- _Texte d'étude_

Primature : Aminata Touré présentée comme le meilleur rempart face à Ousmane Sonko

À l’heure où le chef de l’État arbitre le choix du futur Premier ministre, les pressions s’intensifient dans les coulisses du pouvoir sénégalais. Cheikh Ibrahima Diallo, secrétaire général du Parti pour la Justice et le Développement (PJD) et coordonnateur départemental des affaires religieuses et culturelles de la coalition à Kaolack, sort du silence. Son message est clair : la fonction ne saurait être confiée à n’importe qui.

Pour ce leader ancré dans le terrain, la récente « limousine » orchestrée par Ousmane Sonko impose une riposte à la hauteur du défi. Une réponse politique, certes, mais aussi diplomatique. Et à ses yeux, une seule figure incarne cette double exigence : le Docteur Aminata Touré.

L’argument de Cheikh Ibrahima Diallo repose sur la connaissance fine des institutions onusiennes que possède l’ancienne Première ministre, sur sa maîtrise de l’anglais et sur son épais carnet d’adresses international.

Autant d’atouts qu’il juge indispensables pour contrer un « adversaire de taille » tel que le patron de Pastef, tout en rayonnant à l’étranger.

« Le président de la République a besoin d’un bouclier et d’une force de frappe politique d’expérience », résume-t-il.

Le responsable kaolackois ne s’embarrasse pas de précautions oratoires : il avertit le chef de l’État contre les profils purement technocratiques, les financiers sans ancrage populaire et les « vieux du landerneau politique » que certains cercles tentent de lui imposer.

Selon lui, ces choix seraient déconnectés des réalités ou usés par le temps. Le contexte exige une combativité sur le terrain et une rigueur d’État. Un équilibre qu’Aminata Touré, par son passé de chef du gouvernement et sa légitimité politique, serait la mieux placée pour incarner.

- _Données fournies_
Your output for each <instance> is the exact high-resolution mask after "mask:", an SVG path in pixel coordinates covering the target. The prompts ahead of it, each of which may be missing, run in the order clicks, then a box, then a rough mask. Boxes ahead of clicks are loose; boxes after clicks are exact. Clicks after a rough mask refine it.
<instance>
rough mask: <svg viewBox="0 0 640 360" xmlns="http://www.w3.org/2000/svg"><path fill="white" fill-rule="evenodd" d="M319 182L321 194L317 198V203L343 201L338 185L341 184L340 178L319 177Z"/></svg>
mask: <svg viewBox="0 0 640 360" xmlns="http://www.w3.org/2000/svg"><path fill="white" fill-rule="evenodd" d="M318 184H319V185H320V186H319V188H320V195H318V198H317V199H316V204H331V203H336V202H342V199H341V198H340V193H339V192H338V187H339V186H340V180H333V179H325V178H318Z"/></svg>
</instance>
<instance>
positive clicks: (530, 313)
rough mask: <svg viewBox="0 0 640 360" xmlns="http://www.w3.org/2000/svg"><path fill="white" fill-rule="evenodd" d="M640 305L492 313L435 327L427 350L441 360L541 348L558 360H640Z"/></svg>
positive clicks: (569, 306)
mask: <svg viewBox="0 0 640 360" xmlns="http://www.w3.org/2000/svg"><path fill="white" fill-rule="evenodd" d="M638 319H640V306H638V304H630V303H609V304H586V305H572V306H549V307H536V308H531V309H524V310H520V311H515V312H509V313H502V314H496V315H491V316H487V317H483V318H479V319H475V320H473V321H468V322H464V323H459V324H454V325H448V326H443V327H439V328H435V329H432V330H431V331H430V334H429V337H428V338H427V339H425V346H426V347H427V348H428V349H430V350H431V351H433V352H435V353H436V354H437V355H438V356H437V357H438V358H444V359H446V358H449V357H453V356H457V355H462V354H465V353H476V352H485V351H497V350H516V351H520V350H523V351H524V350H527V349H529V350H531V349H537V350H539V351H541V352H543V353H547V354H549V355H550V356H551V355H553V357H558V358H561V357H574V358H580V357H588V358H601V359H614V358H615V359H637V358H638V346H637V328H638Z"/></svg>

- _Travail demandé_
a) Reproduisez fidèlement le passage du texte d'étude qui commence par les mots « L’argument de Cheikh » et s'achève sur « rayonnant à l’étranger. ».
b) Dans le texte d'étude, présentez sous forme de liste le paragraphe qui débute par « Le responsable kaolackois ne s'embarrasse pas », en conservant ses informations essentielles.
c) D'après le texte d'étude, de quel parti Cheikh Ibrahima Diallo est-il le secrétaire général ?

- _Corrigé détaillé_
a)
L’argument de Cheikh Ibrahima Diallo repose sur la connaissance fine des institutions onusiennes que possède l’ancienne Première ministre, sur sa maîtrise de l’anglais et sur son épais carnet d’adresses international.

Autant d’atouts qu’il juge indispensables pour contrer un « adversaire de taille » tel que le patron de Pastef, tout en rayonnant à l’étranger.

b)
Le responsable kaolackois met directement en garde le chef de l'État contre :
- les profils purement technocratiques ;
- les financiers sans ancrage populaire ;
- les « vieux du landerneau politique » que certains cercles tentent de lui imposer.

c) Il est secrétaire général du Parti pour la Justice et le Développement (PJD).